_Set exercise_
Starting at the line with "dark background, put", copy each line through the last one below exactly as written, without any pictures.

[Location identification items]

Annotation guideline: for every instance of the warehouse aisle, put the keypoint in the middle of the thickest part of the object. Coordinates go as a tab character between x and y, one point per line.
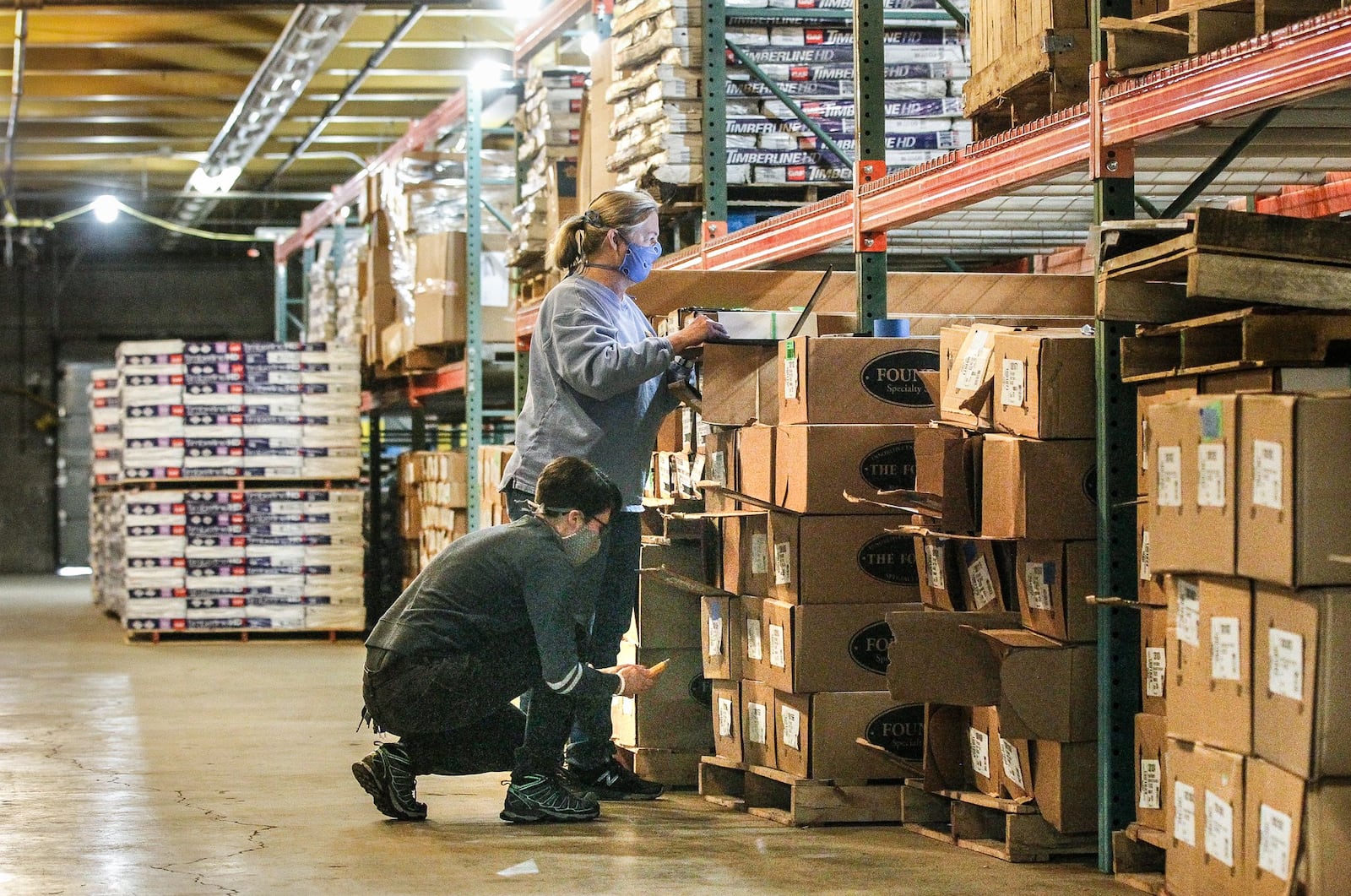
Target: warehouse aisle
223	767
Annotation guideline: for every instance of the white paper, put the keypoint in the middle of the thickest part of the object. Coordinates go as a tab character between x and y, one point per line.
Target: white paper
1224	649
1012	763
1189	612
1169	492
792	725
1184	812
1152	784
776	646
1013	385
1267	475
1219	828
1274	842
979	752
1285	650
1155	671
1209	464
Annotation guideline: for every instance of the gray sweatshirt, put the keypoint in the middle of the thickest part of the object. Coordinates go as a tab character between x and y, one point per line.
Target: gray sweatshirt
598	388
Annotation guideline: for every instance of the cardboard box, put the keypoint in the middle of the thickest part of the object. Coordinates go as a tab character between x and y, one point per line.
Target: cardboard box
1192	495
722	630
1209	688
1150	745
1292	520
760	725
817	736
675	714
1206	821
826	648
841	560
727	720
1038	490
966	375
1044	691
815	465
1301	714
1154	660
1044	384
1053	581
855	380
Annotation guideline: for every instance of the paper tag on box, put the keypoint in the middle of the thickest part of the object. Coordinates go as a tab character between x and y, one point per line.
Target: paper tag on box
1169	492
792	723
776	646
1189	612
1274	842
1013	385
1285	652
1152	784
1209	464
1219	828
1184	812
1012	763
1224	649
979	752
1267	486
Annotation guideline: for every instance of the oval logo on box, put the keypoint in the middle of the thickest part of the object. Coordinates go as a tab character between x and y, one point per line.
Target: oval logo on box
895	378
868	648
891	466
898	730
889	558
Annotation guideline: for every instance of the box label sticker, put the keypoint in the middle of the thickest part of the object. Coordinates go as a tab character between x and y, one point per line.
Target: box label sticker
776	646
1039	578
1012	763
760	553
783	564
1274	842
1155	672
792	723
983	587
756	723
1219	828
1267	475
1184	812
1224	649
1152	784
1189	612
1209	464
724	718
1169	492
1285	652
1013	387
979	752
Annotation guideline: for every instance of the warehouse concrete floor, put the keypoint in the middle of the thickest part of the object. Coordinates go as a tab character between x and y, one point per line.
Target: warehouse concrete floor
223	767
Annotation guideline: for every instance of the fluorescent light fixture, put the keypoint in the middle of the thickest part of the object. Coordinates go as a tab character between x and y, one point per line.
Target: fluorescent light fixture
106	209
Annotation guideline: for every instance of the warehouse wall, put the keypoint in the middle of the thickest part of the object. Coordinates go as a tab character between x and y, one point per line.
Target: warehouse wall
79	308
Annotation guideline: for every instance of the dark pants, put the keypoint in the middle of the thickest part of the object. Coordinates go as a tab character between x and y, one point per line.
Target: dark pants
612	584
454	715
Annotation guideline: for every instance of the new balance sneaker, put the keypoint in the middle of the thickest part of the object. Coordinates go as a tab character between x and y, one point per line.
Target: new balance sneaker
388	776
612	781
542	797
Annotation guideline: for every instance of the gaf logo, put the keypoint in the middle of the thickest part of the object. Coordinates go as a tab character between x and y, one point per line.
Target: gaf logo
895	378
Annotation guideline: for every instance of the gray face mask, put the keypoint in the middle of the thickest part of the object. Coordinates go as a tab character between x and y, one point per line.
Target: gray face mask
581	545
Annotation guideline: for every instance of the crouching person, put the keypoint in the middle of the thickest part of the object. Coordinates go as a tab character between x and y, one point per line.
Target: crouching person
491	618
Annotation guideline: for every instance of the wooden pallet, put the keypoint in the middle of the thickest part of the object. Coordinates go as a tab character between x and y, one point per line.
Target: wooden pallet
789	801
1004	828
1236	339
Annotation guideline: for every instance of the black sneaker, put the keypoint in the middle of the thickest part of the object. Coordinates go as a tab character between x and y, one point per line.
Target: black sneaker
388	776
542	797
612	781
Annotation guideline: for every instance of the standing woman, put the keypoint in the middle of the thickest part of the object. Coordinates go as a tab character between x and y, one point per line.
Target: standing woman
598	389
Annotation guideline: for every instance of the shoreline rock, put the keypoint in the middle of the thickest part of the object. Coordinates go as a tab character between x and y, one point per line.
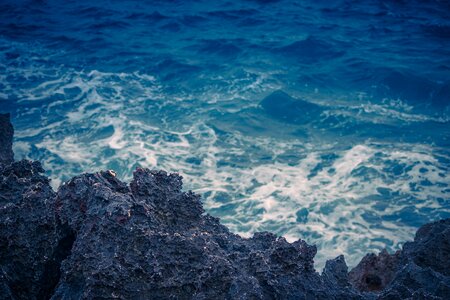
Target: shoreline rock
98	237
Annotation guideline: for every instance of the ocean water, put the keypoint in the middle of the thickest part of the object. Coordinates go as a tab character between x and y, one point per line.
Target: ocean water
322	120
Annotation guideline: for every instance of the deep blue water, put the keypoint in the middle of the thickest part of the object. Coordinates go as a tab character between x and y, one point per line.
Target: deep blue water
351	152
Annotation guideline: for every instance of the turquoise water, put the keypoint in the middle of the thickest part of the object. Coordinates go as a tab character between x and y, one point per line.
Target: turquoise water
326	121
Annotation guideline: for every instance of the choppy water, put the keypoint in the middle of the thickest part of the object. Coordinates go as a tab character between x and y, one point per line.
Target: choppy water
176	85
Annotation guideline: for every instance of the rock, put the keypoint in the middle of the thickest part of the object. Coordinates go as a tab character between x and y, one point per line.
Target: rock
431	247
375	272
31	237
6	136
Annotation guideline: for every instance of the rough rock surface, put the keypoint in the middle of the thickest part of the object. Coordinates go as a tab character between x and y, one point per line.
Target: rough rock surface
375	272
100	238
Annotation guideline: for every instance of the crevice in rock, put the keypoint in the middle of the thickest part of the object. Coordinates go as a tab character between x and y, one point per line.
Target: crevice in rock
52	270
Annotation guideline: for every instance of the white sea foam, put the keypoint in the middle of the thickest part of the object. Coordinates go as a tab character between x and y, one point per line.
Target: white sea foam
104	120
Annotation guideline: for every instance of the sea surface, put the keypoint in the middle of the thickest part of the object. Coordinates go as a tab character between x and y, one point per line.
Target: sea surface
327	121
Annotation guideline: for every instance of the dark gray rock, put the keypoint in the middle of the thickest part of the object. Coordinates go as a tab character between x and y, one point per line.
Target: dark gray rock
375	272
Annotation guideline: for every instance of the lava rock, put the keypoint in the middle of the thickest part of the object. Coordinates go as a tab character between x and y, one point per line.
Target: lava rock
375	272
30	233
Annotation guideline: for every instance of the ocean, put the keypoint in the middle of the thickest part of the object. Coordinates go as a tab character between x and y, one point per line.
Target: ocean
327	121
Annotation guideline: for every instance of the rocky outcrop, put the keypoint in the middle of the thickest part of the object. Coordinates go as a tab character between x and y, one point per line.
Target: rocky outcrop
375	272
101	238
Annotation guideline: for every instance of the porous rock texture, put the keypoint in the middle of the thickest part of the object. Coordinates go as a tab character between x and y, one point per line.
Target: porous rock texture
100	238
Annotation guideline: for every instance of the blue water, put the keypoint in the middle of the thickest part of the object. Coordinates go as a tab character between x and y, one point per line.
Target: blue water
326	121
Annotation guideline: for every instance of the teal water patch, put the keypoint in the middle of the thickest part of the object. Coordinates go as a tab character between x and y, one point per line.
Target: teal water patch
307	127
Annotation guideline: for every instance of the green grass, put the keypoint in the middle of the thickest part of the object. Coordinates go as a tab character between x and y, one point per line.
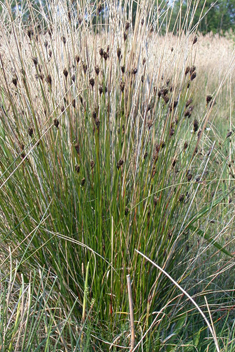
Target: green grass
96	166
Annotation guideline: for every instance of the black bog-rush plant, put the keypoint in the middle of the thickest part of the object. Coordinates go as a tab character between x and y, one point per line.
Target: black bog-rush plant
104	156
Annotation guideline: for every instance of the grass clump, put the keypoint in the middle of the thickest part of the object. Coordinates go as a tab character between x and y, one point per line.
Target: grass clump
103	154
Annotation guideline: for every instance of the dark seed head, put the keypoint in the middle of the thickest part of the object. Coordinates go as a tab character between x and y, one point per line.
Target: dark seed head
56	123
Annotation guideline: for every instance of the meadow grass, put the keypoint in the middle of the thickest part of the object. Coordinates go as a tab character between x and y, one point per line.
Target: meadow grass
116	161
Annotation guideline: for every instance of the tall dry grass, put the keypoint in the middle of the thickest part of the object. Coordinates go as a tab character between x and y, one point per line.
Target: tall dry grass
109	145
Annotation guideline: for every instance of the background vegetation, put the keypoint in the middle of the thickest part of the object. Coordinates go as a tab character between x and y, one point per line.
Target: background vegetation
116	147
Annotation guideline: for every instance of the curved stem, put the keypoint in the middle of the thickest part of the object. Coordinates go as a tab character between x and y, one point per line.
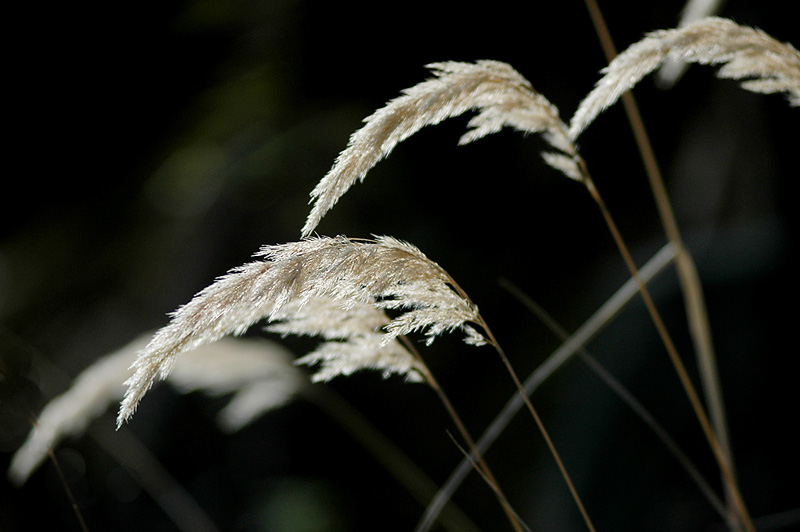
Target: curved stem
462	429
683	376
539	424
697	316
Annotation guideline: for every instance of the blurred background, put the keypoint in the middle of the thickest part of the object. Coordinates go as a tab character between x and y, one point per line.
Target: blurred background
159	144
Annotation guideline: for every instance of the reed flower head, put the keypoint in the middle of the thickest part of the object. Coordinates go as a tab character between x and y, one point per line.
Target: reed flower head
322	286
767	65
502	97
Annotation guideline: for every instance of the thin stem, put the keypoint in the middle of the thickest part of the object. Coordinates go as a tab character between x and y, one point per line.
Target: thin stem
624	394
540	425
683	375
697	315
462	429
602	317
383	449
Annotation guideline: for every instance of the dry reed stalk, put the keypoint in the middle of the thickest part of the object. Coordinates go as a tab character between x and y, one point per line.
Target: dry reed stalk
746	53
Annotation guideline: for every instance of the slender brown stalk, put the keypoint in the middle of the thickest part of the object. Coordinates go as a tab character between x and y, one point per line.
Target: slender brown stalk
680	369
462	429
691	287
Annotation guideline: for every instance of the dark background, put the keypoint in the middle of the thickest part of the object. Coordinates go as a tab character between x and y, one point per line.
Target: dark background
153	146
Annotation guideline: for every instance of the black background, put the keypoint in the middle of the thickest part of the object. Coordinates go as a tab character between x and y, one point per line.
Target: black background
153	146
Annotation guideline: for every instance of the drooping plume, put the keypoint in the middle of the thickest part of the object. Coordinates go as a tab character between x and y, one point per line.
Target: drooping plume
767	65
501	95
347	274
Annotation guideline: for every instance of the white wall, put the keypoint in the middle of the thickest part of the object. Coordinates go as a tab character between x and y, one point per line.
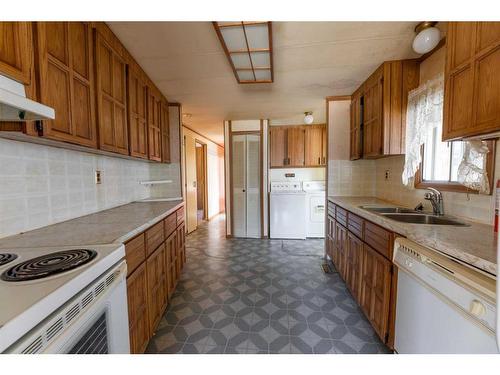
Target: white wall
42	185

_Full output_
Annotation guideline: for every instance of the dark background, put the keypoint in the middle of the thickest part of the object. Coordinates go as a tab character between x and y, one point per line.
Target: dark background
153	146
Annotation guideline: for every instance of the black background, put the keypoint in the middle of the thickest part of the object. Coordinates go as a tab character between x and y, one point per line.
Target: black background
153	146
Annotation guideline: for every instance of the drooping plume, put the keypoint in the middle of the thickest part of the object. Coordinates go as a tab character between x and y, one point per line.
Target: drooping plume
767	65
501	95
347	274
Annotation guideline: for every instance of the white wall, put the keypoint in the middle of the thickest part of the object. Coordinates go as a tab character between x and y, one point per line.
Target: white wall
42	185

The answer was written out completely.